→ **Aufgabenstellung**
• a. Entnimm dem Seitentext alles von „Einst war er“ bis hinunter zu „in Bibliotheken auf.“ und gib es unverändert wieder.
• b. Was tat Reinhard Goebel laut dem Seitentext, nachdem 1990 eine Lähmung der linken Hand seine Karriere als Geiger zu beenden schien?

Einst war er ein junger Wilder, der Barockmusik in atemberaubenden Tempo spielte. Heute ist er ein anerkannter Dirigent, der auch von modernen Orchestern eingeladen wird, denen er die historische Spielweise näherbringt.

Bildquelle: © Wolf Silveri

Reinhard Goebel ist eine Galionsfigur der Alten Musik in Deutschland. In seiner Person verbinden sich Musikalität, Intellekt, Neugierde, Ehrgeiz, Forscherdrang, Sendungsbewusstsein, Motivationsfähigkeit und kreative Energie zu einer einmaligen Melange. Kaum einer überblickt den Reichtum der Musik des 17. und frühen 18. Jahrhunderts besser als er - viele vergessene Musikstücke stöbert Goebel in Bibliotheken auf.

"Bei uns hat das 17. Jahrhundert immer was von Jugendbewegung und von Blockflöte und von BDM. Es hat immer so einen Geruch dabei. Ich strenge mich seit 30 Jahren an, diesen Geruch zu vertreiben, aber es bleibt schwer."          

MUSICA ANTIQUA KÖLN

Reinhard Goebel und das von ihm 1973 gegründete Ensemble Musica Antiqua Köln haben mit ihrer Musizierlust weltweit die Ohren des Publikums geöffnet und die Geschichte des Erfolgs der Alten Musik in den vergangenen 30 Jahren entscheidend mitgeschrieben. Ihre legendäre Aufnahme der Brandenburgischen Konzerte von Johann Sebastian Bach etwa mit nahezu kammermusikalischer Besetzung und bis dahin nie gehörten rasanten Tempi wirkte 1986 regelrecht verstörend. Heute kommt uns diese Art des Musizierens viel authentischer vor als der damals moderne volltönende Karajan-Sound.

"Man muss ein Stück erstmal klanglich an sich vorüberziehen lassen, also es wirklich spielen, um dann zu sagen: Da entdecke ich dieses, da jenes. Das ist eine Interpretationsarbeit, die bei mir nicht am Schreibtisch läuft, wo ich sage: Da machen wir den Strich, und da die Dynamik. Sondern ich probiere es aus. Das ist einerseits eine enorme Aufgabe, das zu machen, weil es sehr viel Zeit kostet, andererseits ist es eine unglaubliche Befriedigung selbst etwas künstlerisch gelöst zu haben und nicht nachgespielt zu haben."

HERBER RÜCKSCHLAG

Relativ spät, erst mit zwölf Jahren, beginnt Reinhard Goebel mit dem Geigenunterricht. An der Musikhochschule Köln studiert er unter anderem bei Franzjosef Maier, der ihn mit der historischen Aufführungspraxis vertraut macht und hängt an der Universität Köln noch ein Studium der Musikwissenschaft an, um sich intensiver mit der Barockmusik zu beschäftigen, die er mit seinem Ensemble spielt. Die Karriere als Geiger scheint 1990 durch eine Lähmung der linken Hand beendet, doch Goebel gibt nicht auf und erlernt sein Instrument auf der anderen Körperseite neu. Oberstes Ziel von Reinhard Goebel ist es, die Musik nicht nur zu gestalten, sondern auch zu verstehen. Dabei ist er der Historie größtmöglich verpflichtet, obwohl er weiß, dass es den einzig richtigen Weg, um diese Musik zu spielen nicht gibt.

→ **Datensatzauszug**
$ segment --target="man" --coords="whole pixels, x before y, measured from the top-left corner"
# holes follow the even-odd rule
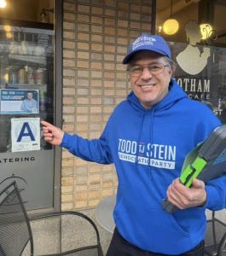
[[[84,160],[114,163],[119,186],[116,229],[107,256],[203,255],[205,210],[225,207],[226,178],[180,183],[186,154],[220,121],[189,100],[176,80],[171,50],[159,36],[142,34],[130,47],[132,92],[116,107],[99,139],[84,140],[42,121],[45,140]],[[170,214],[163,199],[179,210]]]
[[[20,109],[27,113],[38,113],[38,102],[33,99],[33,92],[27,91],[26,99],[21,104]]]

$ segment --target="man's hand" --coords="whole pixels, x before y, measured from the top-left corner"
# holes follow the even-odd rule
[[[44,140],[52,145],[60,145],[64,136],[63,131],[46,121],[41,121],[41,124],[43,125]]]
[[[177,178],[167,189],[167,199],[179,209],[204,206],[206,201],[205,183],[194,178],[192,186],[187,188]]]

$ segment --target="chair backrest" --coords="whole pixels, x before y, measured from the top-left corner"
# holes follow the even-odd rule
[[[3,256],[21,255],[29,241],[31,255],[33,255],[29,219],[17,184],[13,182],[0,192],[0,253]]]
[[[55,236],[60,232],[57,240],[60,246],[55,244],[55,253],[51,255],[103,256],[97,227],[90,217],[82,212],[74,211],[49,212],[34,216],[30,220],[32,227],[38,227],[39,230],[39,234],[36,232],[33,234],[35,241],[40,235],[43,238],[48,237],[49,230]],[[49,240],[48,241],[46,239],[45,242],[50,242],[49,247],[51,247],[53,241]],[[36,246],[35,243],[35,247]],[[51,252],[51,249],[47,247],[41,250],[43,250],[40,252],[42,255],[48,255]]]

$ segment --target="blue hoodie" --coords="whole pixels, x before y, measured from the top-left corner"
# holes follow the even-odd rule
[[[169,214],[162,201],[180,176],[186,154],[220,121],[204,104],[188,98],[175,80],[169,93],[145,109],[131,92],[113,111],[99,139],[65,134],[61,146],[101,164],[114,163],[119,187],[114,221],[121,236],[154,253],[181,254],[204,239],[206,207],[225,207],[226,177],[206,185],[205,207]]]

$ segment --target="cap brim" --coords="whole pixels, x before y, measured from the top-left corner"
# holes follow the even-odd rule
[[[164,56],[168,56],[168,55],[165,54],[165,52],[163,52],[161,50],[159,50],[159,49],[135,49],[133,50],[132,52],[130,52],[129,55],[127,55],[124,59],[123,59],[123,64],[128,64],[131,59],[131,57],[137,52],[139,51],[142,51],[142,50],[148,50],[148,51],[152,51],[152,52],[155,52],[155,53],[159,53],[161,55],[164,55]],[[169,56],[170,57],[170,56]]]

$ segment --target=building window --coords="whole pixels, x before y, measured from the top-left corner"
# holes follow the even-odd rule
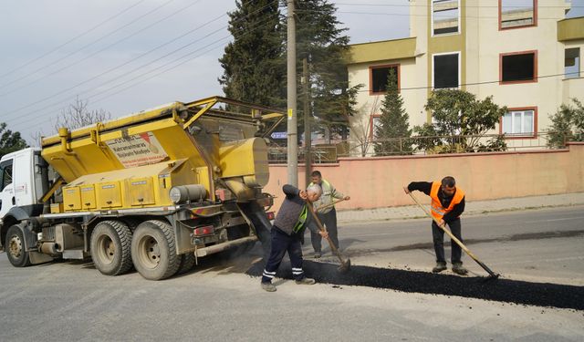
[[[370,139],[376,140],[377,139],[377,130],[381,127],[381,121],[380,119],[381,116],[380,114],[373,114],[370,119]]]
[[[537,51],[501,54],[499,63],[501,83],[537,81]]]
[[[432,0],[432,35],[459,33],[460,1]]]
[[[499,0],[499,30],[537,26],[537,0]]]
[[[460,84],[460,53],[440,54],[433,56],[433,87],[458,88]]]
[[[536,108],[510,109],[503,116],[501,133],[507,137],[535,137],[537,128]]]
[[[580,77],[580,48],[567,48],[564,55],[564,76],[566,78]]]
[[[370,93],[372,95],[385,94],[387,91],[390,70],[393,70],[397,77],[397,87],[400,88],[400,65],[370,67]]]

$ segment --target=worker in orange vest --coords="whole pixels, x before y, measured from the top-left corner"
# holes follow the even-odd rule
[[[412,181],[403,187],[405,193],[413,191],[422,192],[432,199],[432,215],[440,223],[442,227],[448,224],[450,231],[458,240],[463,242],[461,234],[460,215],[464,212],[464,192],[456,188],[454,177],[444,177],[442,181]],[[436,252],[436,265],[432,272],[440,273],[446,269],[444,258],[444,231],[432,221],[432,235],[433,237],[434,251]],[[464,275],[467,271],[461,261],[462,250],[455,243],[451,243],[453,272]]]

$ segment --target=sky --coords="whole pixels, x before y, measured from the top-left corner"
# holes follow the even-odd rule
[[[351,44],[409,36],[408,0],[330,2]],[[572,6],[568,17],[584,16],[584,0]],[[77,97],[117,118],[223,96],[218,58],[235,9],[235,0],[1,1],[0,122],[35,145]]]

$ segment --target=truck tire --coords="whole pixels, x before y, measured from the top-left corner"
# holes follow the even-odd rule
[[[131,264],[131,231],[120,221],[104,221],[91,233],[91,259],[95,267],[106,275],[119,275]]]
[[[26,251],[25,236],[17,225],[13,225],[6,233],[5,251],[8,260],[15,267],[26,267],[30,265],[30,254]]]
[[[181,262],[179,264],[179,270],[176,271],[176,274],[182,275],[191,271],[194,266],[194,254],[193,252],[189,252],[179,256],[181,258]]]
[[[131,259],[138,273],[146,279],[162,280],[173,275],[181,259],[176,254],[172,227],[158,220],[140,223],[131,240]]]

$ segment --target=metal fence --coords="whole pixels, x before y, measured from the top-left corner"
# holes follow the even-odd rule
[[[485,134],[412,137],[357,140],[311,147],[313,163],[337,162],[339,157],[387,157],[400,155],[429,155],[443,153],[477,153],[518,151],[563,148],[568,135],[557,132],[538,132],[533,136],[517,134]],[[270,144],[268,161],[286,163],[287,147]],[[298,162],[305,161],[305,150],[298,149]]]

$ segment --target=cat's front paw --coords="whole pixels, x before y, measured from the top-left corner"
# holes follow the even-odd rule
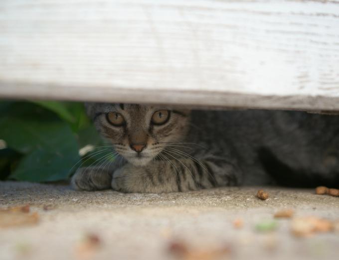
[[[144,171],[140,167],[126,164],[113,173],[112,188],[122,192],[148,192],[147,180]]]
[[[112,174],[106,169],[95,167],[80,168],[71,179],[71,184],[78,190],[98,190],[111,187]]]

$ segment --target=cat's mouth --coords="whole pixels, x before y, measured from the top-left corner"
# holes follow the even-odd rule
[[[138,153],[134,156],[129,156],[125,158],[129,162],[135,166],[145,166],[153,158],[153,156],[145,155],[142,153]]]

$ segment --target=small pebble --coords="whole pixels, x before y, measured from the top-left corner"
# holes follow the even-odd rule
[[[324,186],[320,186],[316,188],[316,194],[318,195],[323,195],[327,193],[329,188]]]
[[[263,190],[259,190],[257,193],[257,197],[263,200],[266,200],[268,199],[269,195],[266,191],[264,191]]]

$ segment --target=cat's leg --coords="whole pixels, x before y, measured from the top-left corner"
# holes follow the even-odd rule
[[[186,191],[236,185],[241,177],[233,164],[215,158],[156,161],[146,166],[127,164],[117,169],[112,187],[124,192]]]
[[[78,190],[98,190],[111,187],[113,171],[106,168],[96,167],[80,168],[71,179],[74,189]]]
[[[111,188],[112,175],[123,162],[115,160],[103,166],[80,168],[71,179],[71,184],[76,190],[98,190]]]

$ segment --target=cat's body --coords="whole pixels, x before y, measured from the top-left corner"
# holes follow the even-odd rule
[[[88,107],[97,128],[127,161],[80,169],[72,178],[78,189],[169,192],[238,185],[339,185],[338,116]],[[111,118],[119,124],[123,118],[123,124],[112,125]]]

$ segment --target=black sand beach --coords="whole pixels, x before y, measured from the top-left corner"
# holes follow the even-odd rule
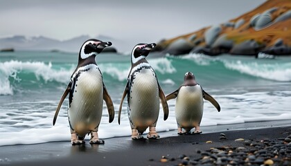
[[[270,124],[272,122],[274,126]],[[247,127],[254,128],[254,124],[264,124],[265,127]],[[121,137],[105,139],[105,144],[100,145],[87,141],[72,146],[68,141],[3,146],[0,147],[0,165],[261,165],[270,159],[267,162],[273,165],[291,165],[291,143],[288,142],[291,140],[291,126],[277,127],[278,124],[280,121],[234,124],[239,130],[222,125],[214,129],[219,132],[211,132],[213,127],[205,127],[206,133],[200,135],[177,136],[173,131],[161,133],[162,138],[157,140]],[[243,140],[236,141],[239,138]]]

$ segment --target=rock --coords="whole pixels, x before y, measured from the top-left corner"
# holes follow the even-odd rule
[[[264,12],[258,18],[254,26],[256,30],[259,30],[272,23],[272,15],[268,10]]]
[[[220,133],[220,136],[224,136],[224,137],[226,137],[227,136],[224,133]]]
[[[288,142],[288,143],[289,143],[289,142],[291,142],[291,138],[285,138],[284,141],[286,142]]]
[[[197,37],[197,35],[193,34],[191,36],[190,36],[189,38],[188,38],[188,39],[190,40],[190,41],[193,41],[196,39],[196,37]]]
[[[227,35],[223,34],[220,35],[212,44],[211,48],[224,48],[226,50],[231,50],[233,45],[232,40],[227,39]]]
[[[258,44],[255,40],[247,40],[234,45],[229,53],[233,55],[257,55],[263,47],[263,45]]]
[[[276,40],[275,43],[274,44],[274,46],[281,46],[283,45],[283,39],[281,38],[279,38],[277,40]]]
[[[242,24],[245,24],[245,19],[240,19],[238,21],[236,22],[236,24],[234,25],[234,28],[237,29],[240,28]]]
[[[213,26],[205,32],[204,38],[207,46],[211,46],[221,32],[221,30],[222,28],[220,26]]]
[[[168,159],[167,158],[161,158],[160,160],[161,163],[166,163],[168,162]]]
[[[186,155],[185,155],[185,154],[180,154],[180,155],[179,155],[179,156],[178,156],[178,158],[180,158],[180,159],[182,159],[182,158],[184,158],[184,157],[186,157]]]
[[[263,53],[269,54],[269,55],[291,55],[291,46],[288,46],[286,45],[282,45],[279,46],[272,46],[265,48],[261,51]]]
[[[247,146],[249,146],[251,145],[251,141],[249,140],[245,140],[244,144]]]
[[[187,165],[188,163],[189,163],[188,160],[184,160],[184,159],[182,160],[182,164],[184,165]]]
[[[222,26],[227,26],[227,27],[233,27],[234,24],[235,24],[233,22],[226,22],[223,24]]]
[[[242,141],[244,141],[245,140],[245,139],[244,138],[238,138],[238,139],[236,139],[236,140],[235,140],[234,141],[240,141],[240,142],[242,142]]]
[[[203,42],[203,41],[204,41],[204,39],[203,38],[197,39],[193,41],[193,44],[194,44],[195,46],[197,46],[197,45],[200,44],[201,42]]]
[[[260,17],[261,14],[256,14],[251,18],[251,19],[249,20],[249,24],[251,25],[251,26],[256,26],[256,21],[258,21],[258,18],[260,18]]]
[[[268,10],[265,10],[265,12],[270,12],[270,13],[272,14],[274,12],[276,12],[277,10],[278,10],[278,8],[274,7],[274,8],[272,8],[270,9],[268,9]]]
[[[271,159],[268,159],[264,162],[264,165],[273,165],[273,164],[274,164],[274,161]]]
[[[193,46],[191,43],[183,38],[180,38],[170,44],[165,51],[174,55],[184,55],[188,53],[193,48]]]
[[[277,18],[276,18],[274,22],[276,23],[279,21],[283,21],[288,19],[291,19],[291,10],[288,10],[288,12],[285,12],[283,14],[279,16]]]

→ **Lösungen**
• a.
Einst war er ein junger Wilder, der Barockmusik in atemberaubenden Tempo spielte. Heute ist er ein anerkannter Dirigent, der auch von modernen Orchestern eingeladen wird, denen er die historische Spielweise näherbringt.

Bildquelle: © Wolf Silveri

Reinhard Goebel ist eine Galionsfigur der Alten Musik in Deutschland. In seiner Person verbinden sich Musikalität, Intellekt, Neugierde, Ehrgeiz, Forscherdrang, Sendungsbewusstsein, Motivationsfähigkeit und kreative Energie zu einer einmaligen Melange. Kaum einer überblickt den Reichtum der Musik des 17. und frühen 18. Jahrhunderts besser als er - viele vergessene Musikstücke stöbert Goebel in Bibliotheken auf.

• b. Er gab nicht auf und erlernte sein Instrument auf der anderen Körperseite neu.